WHAT TO WORK ON -
Starting at the first line of the records below, transcribe each line exactly, ending with the line that contains "[(322, 93), (147, 100), (338, 68)]".

SOURCE RECORDS -

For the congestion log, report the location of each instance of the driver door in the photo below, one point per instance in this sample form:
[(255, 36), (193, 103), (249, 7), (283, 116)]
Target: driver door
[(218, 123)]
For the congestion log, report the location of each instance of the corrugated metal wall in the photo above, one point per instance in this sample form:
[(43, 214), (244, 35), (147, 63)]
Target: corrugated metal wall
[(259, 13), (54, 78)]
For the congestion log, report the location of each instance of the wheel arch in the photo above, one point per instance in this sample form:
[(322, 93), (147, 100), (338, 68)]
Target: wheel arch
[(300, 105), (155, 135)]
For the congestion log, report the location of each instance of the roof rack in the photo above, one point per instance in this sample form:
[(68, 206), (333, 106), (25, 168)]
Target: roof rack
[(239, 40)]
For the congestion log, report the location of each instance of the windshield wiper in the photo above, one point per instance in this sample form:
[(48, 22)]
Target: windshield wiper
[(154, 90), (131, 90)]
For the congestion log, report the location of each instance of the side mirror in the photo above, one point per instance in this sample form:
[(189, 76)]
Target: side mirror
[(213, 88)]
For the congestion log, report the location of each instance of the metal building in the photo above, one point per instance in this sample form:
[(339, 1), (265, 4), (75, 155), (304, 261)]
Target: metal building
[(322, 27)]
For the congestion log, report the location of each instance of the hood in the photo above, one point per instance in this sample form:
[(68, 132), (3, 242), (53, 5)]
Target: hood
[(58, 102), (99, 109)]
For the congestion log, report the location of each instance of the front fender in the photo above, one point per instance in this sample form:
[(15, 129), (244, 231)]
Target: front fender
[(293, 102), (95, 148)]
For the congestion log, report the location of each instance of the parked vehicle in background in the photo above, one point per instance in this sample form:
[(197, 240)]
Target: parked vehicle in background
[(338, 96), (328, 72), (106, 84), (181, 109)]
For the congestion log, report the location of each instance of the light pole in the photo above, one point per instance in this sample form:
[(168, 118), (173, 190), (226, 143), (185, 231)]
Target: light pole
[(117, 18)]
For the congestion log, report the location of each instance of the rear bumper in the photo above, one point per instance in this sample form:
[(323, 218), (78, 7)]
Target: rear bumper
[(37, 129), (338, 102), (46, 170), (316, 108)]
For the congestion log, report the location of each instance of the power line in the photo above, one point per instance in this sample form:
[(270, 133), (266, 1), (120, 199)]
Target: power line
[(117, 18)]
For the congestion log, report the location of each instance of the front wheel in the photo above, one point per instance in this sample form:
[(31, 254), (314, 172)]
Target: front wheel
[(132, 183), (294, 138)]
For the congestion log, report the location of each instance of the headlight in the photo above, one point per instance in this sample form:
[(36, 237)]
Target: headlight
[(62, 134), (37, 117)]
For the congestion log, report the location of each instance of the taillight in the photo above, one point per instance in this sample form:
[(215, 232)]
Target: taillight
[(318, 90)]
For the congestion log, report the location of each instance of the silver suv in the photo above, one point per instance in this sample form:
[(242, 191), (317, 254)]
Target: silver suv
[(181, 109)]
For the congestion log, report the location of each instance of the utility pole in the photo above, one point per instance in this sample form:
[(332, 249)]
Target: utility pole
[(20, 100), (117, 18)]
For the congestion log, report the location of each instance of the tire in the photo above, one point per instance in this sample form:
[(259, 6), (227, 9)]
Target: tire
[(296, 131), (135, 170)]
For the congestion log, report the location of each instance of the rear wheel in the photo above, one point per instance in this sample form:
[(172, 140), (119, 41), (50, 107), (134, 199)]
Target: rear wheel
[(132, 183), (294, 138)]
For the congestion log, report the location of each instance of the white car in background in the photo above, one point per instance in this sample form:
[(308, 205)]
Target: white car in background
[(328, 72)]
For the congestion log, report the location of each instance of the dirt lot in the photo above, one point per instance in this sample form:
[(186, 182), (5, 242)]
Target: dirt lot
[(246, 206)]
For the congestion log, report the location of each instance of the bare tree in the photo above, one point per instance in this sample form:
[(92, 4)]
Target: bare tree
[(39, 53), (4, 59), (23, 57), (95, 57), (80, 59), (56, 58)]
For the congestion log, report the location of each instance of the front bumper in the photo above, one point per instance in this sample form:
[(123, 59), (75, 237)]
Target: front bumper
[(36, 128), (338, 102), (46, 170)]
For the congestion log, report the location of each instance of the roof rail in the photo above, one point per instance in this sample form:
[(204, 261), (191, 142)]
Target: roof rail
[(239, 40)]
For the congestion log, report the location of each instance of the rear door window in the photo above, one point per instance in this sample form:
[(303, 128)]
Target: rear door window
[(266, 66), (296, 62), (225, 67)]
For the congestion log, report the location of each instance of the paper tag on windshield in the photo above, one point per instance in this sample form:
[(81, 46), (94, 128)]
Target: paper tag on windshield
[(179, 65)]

RESULT FOR THIS TASK -
For the congestion log, report the location of each instance of the driver door in the photo below, one point per instance in this sample form:
[(255, 36), (193, 103), (249, 7), (283, 116)]
Target: driver door
[(218, 123)]
For the congestion log, report the location of each instance of the corrugated metal wall in the photo above, one point per instance in this sample form:
[(43, 214), (244, 35), (147, 63)]
Target: corrugated metal wall
[(259, 13), (54, 78)]
For the congestion log, report the location of each instance of the wheel arch in the photo above, one point per instance in this sample form:
[(322, 93), (147, 100), (338, 68)]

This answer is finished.